Funds SA invests on behalf of 11 superannuation, endowment and insurer clients, and the biggest one is state government pension fund Super SA. There are both government and non-government, taxed and non-taxed clients, and Piteo says the Funds SA’s structure as a “centralised investment manager” is unique. 

“We have to effectively manage, in a pooled environment, all of the dimensions of all those different clients, in a way that minimises frictional costs around structuring, but then also maximises the ability to take advantage of things like economies of scale,” he says. 

“I feel that we’ve got a very strong model to do that.” 

For example, Funds SA can cross-position defined benefit and defined contribution superannuation client accounts and avoid the need to buy and sell assets in the market, Piteo says. 

“The transactional cost savings are enormous. Other states have actually separated those two pools away, South Australia hasn’t,” he says.

* Records shown:
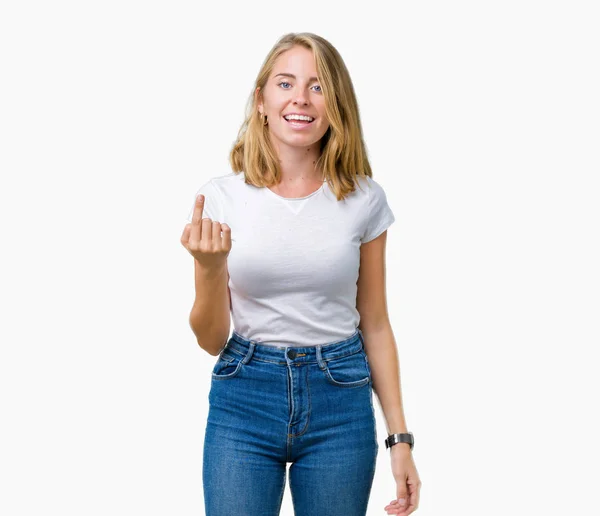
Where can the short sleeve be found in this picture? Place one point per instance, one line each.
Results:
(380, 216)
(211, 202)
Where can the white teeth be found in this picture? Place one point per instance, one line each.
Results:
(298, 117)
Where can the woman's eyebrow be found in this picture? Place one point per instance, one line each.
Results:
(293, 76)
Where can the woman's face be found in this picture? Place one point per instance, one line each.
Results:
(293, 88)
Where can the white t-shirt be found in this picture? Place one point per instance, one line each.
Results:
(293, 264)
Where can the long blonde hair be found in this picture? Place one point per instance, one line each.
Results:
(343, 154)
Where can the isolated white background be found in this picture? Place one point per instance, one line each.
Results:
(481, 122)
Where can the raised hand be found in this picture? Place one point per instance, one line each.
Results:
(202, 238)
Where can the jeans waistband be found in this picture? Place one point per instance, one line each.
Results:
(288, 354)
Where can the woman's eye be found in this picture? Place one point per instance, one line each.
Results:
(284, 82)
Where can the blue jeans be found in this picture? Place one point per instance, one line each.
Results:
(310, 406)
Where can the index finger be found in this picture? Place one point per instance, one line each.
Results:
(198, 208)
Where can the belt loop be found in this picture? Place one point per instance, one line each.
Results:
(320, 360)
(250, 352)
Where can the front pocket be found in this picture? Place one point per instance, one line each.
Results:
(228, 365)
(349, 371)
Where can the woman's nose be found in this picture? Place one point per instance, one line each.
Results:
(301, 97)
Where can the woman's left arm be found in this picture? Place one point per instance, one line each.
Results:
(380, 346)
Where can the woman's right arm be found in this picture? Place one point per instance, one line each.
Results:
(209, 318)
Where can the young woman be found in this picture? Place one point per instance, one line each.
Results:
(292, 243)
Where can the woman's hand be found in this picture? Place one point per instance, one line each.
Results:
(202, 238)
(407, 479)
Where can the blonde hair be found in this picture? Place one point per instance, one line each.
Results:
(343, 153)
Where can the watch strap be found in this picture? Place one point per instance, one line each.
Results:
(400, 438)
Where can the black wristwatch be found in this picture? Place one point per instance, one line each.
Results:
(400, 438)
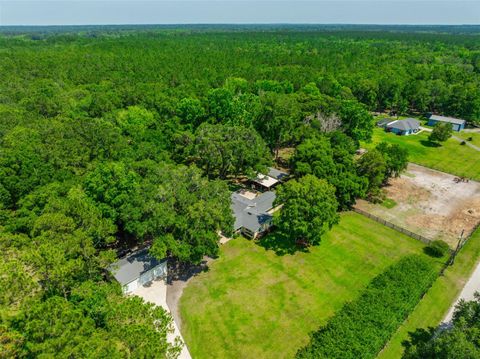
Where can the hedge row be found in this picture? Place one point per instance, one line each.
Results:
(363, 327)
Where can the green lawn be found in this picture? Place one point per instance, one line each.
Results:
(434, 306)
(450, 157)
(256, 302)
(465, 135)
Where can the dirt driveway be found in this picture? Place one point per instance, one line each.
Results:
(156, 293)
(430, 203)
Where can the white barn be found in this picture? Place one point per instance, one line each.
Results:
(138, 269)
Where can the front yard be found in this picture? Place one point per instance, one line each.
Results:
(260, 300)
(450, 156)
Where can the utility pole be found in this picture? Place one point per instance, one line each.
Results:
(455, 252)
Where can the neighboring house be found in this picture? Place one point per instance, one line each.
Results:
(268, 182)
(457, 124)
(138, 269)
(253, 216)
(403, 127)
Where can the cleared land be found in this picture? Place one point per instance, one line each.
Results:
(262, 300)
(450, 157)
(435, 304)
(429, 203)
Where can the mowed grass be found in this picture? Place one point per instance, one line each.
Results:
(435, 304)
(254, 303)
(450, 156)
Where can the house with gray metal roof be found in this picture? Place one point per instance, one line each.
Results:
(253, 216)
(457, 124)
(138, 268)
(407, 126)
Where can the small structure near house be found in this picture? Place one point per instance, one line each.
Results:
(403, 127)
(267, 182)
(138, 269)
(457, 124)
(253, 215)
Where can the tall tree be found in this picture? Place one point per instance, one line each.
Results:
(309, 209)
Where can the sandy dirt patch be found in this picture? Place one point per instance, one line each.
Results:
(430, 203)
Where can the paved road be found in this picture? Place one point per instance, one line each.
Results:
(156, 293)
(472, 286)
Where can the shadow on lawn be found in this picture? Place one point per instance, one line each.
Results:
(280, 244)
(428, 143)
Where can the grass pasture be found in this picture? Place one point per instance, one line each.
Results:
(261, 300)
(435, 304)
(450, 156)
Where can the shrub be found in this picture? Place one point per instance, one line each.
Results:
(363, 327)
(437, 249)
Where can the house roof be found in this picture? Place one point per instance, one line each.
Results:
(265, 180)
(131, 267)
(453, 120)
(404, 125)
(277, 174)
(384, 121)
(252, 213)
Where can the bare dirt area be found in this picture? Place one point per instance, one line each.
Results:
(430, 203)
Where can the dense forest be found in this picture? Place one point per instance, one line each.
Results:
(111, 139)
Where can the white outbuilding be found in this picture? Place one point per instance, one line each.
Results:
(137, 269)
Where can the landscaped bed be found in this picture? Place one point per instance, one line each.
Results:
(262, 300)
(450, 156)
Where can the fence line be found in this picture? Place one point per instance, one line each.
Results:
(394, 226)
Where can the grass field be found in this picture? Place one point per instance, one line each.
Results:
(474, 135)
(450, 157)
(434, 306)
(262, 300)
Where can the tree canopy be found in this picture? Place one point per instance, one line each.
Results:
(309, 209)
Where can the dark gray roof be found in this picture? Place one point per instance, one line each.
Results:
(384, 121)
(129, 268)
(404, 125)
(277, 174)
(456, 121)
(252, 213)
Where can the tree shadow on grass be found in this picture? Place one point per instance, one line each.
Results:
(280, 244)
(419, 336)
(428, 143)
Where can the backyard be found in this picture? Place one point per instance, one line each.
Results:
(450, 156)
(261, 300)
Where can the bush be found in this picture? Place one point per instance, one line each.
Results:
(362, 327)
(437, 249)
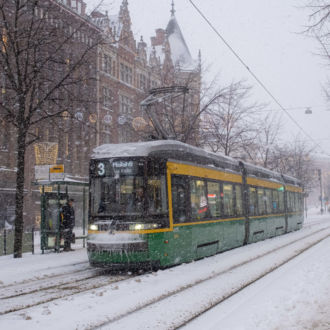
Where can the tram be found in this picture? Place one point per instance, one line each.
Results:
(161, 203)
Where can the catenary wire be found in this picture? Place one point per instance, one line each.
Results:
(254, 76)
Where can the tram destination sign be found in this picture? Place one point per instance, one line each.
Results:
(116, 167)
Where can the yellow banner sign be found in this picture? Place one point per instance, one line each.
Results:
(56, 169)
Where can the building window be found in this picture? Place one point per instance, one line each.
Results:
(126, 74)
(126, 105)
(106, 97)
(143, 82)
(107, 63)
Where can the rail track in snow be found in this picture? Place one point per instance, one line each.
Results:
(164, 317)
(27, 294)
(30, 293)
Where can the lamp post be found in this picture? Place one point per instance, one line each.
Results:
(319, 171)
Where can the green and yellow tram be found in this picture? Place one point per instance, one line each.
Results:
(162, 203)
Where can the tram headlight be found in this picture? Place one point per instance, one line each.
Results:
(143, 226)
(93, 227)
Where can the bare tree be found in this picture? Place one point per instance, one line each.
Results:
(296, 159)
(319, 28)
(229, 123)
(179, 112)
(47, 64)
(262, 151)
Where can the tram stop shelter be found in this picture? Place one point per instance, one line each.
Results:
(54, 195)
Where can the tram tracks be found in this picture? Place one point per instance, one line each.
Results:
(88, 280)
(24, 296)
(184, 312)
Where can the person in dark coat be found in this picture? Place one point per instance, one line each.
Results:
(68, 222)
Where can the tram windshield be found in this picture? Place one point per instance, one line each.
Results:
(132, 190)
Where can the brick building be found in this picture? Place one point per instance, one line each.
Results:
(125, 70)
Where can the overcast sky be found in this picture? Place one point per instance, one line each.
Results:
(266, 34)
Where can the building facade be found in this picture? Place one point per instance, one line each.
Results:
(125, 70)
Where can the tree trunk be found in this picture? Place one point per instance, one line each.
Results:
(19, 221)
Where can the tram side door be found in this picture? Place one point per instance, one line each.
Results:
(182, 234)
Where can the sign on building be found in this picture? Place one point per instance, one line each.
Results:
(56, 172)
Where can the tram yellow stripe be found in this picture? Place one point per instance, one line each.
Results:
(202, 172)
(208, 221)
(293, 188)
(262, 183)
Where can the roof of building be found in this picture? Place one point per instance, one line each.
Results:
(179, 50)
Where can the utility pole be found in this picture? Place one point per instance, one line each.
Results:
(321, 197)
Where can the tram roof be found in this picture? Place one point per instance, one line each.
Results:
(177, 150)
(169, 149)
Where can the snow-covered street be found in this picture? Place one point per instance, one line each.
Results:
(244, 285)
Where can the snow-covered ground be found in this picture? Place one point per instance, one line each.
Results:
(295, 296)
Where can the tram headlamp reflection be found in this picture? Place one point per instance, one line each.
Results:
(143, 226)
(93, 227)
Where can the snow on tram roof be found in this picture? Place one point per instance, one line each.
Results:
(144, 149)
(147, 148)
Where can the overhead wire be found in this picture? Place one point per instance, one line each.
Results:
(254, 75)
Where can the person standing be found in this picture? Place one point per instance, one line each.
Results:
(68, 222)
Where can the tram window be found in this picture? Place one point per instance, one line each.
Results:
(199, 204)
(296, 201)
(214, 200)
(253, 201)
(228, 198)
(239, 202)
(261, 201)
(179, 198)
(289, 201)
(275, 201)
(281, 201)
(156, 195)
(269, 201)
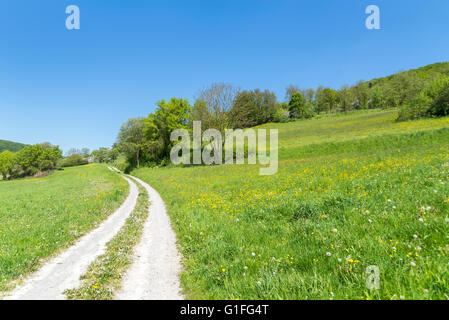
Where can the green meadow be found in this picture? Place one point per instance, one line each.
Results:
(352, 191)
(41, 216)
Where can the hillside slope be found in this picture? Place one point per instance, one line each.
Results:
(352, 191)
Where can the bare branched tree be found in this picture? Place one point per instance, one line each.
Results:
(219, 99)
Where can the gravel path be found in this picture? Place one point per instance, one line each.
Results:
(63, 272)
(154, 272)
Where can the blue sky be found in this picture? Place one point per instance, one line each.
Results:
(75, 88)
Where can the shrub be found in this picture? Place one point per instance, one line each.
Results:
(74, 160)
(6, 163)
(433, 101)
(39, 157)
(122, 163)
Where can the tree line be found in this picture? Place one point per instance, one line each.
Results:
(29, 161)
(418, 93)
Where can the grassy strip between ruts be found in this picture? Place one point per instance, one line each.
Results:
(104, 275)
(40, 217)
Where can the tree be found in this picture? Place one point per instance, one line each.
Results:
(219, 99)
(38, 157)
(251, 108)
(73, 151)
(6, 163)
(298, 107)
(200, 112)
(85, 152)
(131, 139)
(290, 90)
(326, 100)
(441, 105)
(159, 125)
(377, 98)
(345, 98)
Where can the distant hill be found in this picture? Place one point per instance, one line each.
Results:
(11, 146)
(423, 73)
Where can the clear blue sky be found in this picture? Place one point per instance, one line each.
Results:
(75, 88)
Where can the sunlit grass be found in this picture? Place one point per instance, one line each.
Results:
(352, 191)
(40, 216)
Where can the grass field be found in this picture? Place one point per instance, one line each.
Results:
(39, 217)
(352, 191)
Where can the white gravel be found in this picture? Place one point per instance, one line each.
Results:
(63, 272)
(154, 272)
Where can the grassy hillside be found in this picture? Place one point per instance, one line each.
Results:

* Exercise goal: Write out everything in the passage on Funds SA from "For example, Funds" down to "market, Piteo says.". The entries have no connection to the passage on Funds SA.

* Answer space:
For example, Funds SA can cross-position defined benefit and defined contribution superannuation client accounts and avoid the need to buy and sell assets in the market, Piteo says.